=== Goal ===
Take the line that contains "Where can the overcast" as the first and the last line of the material as the final one; set down exactly the lines in that span.

=== Records shown ===
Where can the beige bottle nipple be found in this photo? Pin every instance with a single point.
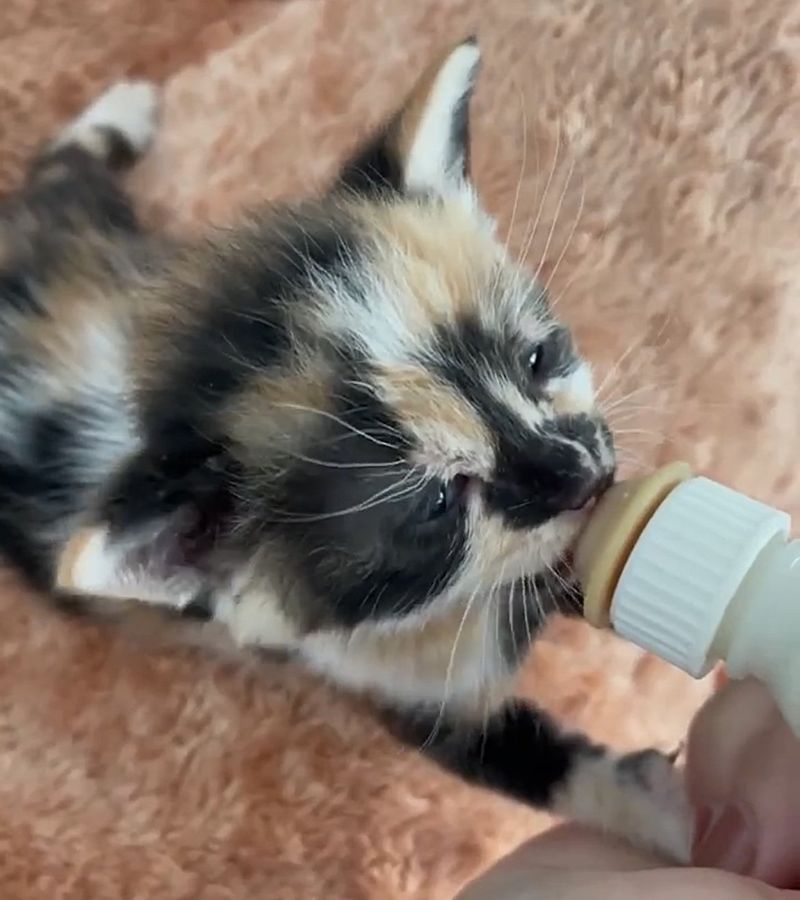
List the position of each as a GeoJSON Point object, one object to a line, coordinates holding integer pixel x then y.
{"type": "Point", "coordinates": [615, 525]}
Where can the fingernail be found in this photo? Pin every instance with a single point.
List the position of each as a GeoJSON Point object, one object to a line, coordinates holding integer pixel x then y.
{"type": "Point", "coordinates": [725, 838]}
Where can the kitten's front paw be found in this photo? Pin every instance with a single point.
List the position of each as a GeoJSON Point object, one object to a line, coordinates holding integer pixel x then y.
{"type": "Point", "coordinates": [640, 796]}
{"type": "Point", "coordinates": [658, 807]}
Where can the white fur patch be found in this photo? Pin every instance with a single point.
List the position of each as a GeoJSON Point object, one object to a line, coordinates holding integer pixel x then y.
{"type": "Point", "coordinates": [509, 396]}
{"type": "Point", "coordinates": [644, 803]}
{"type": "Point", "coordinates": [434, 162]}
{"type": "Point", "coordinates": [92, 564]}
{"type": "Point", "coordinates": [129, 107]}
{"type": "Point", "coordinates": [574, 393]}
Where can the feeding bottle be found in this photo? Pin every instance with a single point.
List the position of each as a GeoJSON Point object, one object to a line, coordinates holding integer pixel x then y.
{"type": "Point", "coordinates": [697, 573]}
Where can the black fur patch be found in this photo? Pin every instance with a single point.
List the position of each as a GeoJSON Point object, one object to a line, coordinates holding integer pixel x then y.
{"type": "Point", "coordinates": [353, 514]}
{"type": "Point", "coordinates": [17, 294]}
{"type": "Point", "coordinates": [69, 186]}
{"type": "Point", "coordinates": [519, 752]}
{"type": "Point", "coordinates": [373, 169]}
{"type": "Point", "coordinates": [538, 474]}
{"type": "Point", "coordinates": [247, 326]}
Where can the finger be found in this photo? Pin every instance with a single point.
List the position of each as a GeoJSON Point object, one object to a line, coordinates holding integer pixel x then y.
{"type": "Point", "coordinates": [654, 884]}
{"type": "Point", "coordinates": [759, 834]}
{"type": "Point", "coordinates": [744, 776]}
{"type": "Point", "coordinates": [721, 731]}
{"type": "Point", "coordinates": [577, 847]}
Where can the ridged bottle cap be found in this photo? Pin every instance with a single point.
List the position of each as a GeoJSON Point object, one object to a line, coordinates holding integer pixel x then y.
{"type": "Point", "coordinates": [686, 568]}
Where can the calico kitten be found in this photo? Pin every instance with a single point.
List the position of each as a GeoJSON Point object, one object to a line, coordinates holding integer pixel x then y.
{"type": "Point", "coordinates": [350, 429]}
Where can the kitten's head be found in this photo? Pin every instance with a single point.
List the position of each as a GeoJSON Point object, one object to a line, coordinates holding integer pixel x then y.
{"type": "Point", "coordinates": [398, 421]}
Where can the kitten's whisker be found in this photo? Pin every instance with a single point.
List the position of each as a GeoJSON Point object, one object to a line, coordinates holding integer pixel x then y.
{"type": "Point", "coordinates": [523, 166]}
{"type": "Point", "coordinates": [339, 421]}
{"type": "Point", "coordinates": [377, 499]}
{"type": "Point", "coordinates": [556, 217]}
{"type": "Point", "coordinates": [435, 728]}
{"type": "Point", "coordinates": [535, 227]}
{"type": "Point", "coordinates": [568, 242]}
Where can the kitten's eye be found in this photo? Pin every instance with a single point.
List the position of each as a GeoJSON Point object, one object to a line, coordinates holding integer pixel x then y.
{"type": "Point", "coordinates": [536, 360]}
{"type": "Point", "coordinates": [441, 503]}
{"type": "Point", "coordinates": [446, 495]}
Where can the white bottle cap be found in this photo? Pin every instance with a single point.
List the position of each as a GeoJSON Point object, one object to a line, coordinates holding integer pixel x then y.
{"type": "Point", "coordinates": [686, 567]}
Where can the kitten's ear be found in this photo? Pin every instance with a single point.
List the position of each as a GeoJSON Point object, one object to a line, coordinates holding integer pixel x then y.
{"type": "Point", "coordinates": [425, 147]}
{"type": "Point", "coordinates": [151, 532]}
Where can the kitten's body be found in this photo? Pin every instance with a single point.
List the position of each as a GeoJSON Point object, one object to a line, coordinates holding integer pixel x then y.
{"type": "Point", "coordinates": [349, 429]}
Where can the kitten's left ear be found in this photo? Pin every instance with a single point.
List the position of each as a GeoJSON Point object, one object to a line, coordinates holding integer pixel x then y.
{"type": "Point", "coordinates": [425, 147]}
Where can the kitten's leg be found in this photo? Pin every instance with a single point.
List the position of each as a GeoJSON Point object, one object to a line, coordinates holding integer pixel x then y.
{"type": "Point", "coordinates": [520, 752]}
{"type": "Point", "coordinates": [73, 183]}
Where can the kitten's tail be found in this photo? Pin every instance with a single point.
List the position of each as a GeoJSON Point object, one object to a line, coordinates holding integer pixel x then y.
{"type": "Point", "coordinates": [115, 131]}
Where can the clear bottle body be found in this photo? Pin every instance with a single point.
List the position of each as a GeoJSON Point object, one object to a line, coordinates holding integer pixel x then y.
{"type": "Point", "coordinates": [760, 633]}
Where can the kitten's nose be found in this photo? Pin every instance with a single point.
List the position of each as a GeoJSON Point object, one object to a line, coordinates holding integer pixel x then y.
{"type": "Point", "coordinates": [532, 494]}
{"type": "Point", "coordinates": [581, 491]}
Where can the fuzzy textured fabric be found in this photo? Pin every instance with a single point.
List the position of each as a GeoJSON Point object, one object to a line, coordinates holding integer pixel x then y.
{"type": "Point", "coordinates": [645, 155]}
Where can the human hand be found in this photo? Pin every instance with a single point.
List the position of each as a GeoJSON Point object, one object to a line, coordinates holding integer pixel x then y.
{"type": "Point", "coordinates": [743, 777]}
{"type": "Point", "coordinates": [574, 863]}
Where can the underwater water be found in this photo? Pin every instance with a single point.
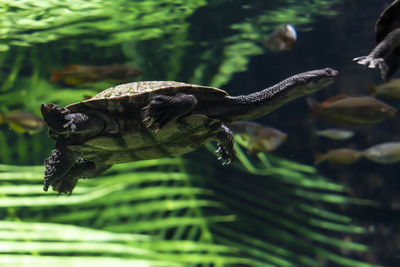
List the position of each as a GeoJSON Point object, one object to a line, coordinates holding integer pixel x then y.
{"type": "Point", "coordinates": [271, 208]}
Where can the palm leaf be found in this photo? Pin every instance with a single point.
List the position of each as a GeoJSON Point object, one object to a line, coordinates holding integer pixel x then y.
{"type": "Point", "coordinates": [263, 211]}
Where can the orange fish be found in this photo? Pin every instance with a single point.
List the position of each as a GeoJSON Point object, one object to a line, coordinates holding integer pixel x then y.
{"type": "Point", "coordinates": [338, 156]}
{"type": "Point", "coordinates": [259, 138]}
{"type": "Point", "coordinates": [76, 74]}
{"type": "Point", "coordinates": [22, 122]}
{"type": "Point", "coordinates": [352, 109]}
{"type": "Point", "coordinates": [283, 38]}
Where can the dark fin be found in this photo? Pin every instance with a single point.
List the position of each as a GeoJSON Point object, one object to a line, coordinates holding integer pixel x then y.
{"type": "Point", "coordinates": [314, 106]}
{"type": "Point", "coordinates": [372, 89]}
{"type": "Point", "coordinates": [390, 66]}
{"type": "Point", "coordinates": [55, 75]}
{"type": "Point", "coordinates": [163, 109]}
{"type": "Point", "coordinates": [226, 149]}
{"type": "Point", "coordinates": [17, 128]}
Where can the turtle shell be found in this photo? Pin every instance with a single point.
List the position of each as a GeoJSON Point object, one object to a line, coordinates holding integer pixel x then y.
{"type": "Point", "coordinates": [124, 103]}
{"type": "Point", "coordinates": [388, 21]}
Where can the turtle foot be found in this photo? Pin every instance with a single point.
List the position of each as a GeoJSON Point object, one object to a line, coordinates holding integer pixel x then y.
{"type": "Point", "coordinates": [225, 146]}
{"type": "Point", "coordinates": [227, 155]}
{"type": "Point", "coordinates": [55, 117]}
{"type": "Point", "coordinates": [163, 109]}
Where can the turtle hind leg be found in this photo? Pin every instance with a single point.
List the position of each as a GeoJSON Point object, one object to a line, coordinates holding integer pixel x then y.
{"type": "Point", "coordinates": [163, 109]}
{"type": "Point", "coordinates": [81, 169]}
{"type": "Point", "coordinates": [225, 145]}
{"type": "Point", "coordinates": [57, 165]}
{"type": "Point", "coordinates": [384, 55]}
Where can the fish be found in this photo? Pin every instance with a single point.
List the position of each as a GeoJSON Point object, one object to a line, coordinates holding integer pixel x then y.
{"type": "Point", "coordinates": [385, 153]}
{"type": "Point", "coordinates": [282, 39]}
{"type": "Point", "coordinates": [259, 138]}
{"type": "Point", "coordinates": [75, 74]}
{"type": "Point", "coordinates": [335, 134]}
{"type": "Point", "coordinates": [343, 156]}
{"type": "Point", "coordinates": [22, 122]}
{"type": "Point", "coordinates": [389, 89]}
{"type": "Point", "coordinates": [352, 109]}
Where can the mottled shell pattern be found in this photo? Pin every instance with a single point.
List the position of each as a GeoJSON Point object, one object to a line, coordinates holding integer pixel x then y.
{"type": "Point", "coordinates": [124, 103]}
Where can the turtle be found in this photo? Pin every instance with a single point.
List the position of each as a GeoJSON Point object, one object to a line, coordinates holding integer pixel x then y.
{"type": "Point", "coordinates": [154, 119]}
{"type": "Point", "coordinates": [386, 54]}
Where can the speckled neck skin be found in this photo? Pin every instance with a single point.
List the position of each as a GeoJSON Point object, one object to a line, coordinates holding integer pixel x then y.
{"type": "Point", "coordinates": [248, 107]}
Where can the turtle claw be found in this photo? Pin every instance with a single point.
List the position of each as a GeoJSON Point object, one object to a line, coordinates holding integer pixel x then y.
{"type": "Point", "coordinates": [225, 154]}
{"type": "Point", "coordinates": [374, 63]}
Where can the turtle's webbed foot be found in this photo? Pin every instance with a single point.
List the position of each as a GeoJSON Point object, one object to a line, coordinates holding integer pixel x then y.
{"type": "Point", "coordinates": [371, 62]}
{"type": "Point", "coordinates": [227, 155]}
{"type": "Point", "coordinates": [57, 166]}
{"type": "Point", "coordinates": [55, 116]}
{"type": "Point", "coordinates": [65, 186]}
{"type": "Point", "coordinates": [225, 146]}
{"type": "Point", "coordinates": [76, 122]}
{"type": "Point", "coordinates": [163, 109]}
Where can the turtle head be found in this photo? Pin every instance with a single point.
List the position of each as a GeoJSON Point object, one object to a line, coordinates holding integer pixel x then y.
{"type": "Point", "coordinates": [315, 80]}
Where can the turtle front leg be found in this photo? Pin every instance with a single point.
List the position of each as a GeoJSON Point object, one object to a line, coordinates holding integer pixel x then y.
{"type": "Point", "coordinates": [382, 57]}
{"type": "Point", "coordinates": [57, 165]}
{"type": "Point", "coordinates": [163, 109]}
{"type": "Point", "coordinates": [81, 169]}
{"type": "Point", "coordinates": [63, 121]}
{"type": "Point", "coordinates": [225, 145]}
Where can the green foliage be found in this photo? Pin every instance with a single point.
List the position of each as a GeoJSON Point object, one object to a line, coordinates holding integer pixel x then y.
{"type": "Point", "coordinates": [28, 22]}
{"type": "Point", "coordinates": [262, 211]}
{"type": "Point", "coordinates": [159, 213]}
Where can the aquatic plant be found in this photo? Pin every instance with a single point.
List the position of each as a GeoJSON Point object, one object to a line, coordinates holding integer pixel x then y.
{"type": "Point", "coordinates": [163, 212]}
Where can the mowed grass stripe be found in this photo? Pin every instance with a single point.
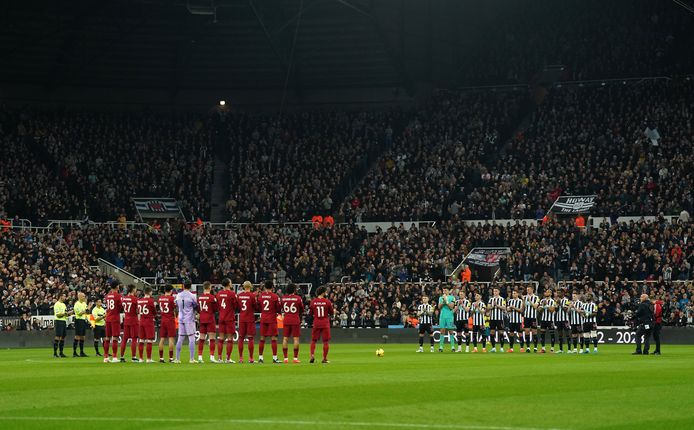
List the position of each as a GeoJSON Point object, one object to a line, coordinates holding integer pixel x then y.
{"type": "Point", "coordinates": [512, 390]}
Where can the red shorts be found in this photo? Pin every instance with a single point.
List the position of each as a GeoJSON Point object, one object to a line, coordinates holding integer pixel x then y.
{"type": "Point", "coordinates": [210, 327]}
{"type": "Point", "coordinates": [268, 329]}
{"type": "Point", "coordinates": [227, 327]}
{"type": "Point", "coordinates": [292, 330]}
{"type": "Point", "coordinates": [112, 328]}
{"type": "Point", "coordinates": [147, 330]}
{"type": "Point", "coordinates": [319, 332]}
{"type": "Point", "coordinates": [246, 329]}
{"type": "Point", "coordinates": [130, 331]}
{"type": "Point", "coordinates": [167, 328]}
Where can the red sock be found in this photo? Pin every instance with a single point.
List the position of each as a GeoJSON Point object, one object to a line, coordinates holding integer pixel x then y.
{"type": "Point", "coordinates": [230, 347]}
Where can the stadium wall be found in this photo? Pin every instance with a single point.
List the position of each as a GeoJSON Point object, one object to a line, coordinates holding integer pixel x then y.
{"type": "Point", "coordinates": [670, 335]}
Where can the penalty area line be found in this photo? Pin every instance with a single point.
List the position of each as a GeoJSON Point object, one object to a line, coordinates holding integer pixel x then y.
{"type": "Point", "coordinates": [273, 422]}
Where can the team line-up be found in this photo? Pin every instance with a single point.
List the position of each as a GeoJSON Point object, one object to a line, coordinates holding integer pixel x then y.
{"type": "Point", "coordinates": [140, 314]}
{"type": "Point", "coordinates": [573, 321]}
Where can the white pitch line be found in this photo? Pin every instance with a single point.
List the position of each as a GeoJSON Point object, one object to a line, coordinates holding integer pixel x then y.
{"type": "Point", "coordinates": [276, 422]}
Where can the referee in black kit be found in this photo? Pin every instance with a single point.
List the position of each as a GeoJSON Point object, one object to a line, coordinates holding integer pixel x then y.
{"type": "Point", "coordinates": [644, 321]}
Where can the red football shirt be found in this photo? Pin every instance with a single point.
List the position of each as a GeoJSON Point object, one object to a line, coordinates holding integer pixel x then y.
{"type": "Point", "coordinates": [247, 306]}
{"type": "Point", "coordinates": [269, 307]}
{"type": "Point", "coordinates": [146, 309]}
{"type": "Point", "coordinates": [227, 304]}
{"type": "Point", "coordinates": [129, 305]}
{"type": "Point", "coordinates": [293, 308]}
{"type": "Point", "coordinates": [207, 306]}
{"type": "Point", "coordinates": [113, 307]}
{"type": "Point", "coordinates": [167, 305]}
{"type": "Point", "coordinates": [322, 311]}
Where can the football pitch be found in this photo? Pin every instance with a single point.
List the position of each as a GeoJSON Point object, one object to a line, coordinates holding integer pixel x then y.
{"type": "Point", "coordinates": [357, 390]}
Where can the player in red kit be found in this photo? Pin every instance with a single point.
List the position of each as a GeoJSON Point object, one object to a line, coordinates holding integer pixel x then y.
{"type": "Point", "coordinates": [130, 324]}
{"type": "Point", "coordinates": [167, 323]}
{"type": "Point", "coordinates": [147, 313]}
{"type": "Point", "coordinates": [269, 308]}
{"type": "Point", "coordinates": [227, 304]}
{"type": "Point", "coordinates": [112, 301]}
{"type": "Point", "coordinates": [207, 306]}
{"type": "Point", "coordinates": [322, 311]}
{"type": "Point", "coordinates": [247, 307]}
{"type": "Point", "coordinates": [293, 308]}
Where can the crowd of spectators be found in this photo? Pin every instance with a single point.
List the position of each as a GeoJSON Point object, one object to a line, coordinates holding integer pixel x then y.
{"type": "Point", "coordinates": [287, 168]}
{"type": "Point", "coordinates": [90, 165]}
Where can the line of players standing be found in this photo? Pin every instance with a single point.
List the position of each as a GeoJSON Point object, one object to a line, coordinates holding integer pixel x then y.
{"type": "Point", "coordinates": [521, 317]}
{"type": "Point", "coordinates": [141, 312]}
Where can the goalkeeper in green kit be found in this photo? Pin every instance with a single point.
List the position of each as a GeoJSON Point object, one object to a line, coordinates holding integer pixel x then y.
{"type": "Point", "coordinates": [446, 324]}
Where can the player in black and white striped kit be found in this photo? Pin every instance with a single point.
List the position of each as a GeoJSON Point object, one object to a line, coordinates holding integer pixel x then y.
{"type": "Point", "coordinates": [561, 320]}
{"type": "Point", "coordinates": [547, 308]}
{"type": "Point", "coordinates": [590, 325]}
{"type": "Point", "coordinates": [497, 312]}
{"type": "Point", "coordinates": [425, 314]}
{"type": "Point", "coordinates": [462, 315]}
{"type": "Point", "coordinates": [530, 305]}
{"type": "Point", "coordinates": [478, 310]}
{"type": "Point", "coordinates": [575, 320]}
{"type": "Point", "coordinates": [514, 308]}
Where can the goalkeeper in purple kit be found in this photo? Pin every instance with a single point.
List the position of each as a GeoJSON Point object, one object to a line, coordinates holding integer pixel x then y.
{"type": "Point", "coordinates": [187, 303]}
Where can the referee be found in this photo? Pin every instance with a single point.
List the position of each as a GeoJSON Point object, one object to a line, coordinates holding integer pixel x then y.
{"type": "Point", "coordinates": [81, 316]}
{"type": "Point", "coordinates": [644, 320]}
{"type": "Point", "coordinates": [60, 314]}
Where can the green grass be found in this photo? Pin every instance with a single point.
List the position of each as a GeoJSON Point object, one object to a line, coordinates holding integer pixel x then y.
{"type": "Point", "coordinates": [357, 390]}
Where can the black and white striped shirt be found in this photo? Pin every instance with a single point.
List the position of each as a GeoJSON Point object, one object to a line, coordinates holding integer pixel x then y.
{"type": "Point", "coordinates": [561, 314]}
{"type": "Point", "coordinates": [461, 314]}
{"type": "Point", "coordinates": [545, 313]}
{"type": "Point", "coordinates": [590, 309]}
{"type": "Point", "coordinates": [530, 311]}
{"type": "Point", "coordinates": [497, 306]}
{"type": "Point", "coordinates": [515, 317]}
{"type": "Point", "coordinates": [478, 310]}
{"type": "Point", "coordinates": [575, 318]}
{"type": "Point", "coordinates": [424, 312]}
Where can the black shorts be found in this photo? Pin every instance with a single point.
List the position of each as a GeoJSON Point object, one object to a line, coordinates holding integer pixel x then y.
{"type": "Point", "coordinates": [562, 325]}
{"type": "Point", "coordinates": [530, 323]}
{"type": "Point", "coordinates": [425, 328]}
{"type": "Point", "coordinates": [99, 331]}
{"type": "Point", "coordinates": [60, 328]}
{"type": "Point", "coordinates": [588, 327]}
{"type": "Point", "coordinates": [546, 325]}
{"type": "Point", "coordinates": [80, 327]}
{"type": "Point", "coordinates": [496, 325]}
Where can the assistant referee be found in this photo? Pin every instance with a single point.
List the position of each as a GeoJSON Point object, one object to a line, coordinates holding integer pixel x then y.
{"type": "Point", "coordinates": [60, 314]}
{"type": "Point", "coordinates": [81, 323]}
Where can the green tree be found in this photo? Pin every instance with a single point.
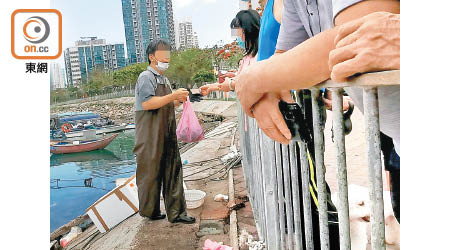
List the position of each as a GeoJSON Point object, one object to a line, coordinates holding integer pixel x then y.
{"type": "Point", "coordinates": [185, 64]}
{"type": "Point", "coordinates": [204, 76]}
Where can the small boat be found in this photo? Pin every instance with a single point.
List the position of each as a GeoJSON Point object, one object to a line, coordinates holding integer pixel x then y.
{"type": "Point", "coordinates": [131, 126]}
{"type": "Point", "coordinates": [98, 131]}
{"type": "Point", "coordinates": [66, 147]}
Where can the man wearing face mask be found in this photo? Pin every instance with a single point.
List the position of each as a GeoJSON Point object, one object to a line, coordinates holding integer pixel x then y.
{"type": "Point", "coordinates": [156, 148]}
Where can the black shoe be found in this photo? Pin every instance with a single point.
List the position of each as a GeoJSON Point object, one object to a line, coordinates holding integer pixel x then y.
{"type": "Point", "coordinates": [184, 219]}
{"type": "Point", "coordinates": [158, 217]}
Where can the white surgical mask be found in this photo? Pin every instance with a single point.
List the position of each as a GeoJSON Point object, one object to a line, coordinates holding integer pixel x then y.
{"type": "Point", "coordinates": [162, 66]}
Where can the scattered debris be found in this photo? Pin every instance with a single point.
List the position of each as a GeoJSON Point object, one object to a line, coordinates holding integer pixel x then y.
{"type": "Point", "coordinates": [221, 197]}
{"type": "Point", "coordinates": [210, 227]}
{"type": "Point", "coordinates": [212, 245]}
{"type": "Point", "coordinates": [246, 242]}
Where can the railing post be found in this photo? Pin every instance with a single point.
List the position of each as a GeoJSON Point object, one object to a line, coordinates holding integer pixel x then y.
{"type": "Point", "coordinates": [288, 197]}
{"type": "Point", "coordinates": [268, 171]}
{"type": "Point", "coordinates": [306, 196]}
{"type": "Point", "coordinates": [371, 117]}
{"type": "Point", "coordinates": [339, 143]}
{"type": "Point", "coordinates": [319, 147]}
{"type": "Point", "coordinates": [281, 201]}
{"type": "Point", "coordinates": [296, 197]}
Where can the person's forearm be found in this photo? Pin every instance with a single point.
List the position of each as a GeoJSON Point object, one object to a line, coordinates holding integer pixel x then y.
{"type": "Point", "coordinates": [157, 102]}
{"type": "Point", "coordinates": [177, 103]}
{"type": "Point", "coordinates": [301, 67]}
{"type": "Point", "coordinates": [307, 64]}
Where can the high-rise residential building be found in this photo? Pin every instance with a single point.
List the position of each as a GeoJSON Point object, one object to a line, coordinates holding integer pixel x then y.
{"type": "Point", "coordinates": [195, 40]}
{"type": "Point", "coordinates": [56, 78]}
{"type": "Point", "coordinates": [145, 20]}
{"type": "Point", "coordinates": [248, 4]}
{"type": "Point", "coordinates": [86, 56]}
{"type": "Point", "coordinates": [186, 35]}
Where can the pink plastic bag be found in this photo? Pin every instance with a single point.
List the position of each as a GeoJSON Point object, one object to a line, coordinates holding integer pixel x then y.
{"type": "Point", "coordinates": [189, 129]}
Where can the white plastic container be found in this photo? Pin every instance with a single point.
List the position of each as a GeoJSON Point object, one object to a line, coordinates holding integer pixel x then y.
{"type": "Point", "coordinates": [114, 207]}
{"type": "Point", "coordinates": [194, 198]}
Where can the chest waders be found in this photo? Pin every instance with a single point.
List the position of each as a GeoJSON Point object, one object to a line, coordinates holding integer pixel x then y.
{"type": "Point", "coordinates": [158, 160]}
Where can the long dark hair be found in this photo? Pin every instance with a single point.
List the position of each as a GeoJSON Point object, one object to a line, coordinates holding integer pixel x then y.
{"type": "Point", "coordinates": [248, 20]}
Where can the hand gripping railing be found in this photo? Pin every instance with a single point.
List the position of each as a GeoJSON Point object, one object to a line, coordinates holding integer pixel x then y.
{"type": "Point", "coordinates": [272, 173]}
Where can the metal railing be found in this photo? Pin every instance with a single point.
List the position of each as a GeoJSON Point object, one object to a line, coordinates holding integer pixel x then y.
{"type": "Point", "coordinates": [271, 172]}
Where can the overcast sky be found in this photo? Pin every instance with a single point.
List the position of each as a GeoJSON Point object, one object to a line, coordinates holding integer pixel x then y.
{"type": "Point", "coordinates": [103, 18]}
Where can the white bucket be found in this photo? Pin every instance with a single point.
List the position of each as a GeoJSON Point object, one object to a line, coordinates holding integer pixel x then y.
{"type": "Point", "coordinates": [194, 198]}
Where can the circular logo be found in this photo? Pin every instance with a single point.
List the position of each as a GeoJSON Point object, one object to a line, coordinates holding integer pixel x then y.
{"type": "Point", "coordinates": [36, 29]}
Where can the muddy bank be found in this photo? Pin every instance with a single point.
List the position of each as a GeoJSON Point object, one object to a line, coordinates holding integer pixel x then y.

=== Full solution ===
Where can the overcast sky be found in this photo? Pin every instance with a single point.
List the position of each as a GeoJSON Point object, one object to a line, coordinates holding integer pixel x then y.
{"type": "Point", "coordinates": [103, 18]}
Where can the white bucket be found in this photo? Pin every instance with a single point.
List the position of each as a GeoJSON Point object, one object to a line, coordinates holding integer pixel x then y.
{"type": "Point", "coordinates": [194, 198]}
Where can the circular logo be found in this photo? Pin every instance with a single point.
List the position of each as a GeoJSON Point object, one object to a line, coordinates holding integer pixel x then y.
{"type": "Point", "coordinates": [36, 29]}
Where can the muddy bank be found in this photo? Pin every instance with a single point.
List the position of each as a GeoJSON Point object, one object to a line, coordinates holding integer pixel x then y.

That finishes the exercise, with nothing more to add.